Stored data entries

————————

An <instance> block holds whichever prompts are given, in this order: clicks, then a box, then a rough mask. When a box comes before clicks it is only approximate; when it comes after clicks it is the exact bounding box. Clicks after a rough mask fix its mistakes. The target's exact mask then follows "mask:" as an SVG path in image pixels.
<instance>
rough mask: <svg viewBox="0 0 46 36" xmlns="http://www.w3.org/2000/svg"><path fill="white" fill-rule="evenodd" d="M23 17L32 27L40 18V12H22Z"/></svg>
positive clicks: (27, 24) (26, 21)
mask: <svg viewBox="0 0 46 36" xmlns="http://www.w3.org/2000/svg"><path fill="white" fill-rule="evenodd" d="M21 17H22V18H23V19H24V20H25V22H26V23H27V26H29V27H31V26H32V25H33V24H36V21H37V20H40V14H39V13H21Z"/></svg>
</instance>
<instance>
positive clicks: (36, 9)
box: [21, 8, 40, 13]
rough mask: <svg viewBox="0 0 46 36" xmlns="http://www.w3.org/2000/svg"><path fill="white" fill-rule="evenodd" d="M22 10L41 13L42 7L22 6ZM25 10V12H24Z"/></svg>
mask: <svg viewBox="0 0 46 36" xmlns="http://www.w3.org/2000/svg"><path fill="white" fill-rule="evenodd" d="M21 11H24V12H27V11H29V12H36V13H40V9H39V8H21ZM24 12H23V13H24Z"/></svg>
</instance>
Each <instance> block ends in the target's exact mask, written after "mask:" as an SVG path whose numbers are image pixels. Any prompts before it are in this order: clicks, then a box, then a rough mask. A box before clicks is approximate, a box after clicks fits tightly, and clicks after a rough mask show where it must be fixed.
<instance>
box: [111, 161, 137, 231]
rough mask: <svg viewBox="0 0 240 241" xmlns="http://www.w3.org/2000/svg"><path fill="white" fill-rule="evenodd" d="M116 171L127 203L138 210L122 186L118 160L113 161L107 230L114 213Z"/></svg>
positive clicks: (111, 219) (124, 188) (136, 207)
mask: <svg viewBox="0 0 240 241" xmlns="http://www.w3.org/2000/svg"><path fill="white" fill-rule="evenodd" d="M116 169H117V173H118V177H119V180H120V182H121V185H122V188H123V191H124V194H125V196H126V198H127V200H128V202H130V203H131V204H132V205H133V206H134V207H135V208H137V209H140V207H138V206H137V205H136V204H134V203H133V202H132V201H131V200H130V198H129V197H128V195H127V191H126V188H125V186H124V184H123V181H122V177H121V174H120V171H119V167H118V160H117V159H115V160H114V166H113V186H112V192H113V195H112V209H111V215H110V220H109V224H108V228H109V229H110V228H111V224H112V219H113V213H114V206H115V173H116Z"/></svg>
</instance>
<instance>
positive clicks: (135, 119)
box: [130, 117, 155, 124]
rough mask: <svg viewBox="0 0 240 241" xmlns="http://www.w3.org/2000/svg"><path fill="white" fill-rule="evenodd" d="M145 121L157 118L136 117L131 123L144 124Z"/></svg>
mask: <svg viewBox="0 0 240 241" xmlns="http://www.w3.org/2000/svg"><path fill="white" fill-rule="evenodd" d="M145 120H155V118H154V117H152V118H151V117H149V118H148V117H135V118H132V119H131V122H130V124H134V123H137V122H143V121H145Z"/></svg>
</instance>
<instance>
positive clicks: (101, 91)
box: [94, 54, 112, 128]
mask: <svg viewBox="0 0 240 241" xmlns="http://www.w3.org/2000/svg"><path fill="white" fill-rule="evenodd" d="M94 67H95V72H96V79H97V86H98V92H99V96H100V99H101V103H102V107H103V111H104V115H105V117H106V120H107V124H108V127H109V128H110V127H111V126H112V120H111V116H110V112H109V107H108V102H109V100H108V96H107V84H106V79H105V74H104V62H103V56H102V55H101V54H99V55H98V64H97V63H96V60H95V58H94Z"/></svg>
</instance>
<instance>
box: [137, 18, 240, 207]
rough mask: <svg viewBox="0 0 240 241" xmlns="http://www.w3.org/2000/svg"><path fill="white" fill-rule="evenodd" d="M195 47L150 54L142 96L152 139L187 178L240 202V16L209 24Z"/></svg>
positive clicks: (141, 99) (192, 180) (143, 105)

————————

* Work order *
Output each entry precisely as given.

* Response to the exercise *
An <instance> block holds whichever prompts are given, in this order: clicks, then a box, then a rough mask. When a box comes before clicks it is only approximate; when it comes after clicks it is the exact bounding box. Clicks after a rough mask fix its mistakes. The target's exact mask then follows "mask:" as an SVG path in image pixels.
<instance>
rough mask: <svg viewBox="0 0 46 36" xmlns="http://www.w3.org/2000/svg"><path fill="white" fill-rule="evenodd" d="M23 17L32 27L40 18V12H22Z"/></svg>
positive clicks: (27, 24) (26, 21)
mask: <svg viewBox="0 0 46 36" xmlns="http://www.w3.org/2000/svg"><path fill="white" fill-rule="evenodd" d="M21 17H22V18H23V19H24V20H25V22H26V23H27V26H29V27H31V26H32V25H33V24H36V21H37V20H40V14H39V13H21Z"/></svg>
</instance>
<instance>
positive clicks: (36, 9)
box: [21, 8, 40, 13]
rough mask: <svg viewBox="0 0 46 36" xmlns="http://www.w3.org/2000/svg"><path fill="white" fill-rule="evenodd" d="M22 10L41 13L42 7L22 6ZM25 10V12H24Z"/></svg>
mask: <svg viewBox="0 0 46 36" xmlns="http://www.w3.org/2000/svg"><path fill="white" fill-rule="evenodd" d="M21 11H24V12H27V11H29V12H36V13H40V9H39V8H21ZM24 12H23V13H24Z"/></svg>
</instance>
Each <instance> block ends in the target's exact mask, written after "mask:" as an SVG path whose numbers are image pixels. Any prompts before it are in this order: clicks, then a box, then a rough mask. A box before clicks is approximate, a box after clicks fits tightly, and clicks after a rough mask show where it must be fixed.
<instance>
box: [111, 161, 137, 231]
rough mask: <svg viewBox="0 0 240 241" xmlns="http://www.w3.org/2000/svg"><path fill="white" fill-rule="evenodd" d="M116 171L127 203L138 210L122 186L118 160L113 161L107 230L114 213Z"/></svg>
positive clicks: (111, 219) (124, 188) (136, 207)
mask: <svg viewBox="0 0 240 241" xmlns="http://www.w3.org/2000/svg"><path fill="white" fill-rule="evenodd" d="M116 169H117V173H118V177H119V180H120V182H121V185H122V188H123V191H124V194H125V196H126V198H127V200H128V202H130V203H131V204H132V205H133V206H134V207H135V208H137V209H140V207H138V206H137V205H136V204H134V203H133V202H132V201H131V200H130V198H129V197H128V195H127V191H126V188H125V186H124V184H123V181H122V177H121V174H120V171H119V167H118V160H117V159H115V160H114V166H113V186H112V192H113V195H112V209H111V215H110V220H109V224H108V228H109V229H110V228H111V224H112V219H113V213H114V206H115V173H116Z"/></svg>
</instance>
<instance>
positive clicks: (135, 119)
box: [130, 117, 155, 124]
rough mask: <svg viewBox="0 0 240 241" xmlns="http://www.w3.org/2000/svg"><path fill="white" fill-rule="evenodd" d="M145 121L157 118L136 117L131 123L144 124Z"/></svg>
mask: <svg viewBox="0 0 240 241" xmlns="http://www.w3.org/2000/svg"><path fill="white" fill-rule="evenodd" d="M145 120H155V118H154V117H152V118H151V117H149V118H148V117H135V118H132V119H131V122H130V124H134V123H137V122H143V121H145Z"/></svg>
</instance>
<instance>
positive clicks: (101, 91)
box: [94, 54, 112, 128]
mask: <svg viewBox="0 0 240 241" xmlns="http://www.w3.org/2000/svg"><path fill="white" fill-rule="evenodd" d="M94 67H95V72H96V79H97V86H98V92H99V96H100V99H101V103H102V107H103V111H104V115H105V117H106V120H107V124H108V127H109V128H110V127H111V126H112V120H111V116H110V112H109V107H108V102H109V100H108V96H107V84H106V79H105V74H104V62H103V56H102V55H101V54H99V55H98V64H97V63H96V60H95V58H94Z"/></svg>
</instance>
<instance>
box: [137, 18, 240, 207]
rough mask: <svg viewBox="0 0 240 241" xmlns="http://www.w3.org/2000/svg"><path fill="white" fill-rule="evenodd" d="M195 47L150 54L142 96L152 139L187 178L240 202V16L209 24Z"/></svg>
positive clicks: (141, 99) (192, 180) (143, 105)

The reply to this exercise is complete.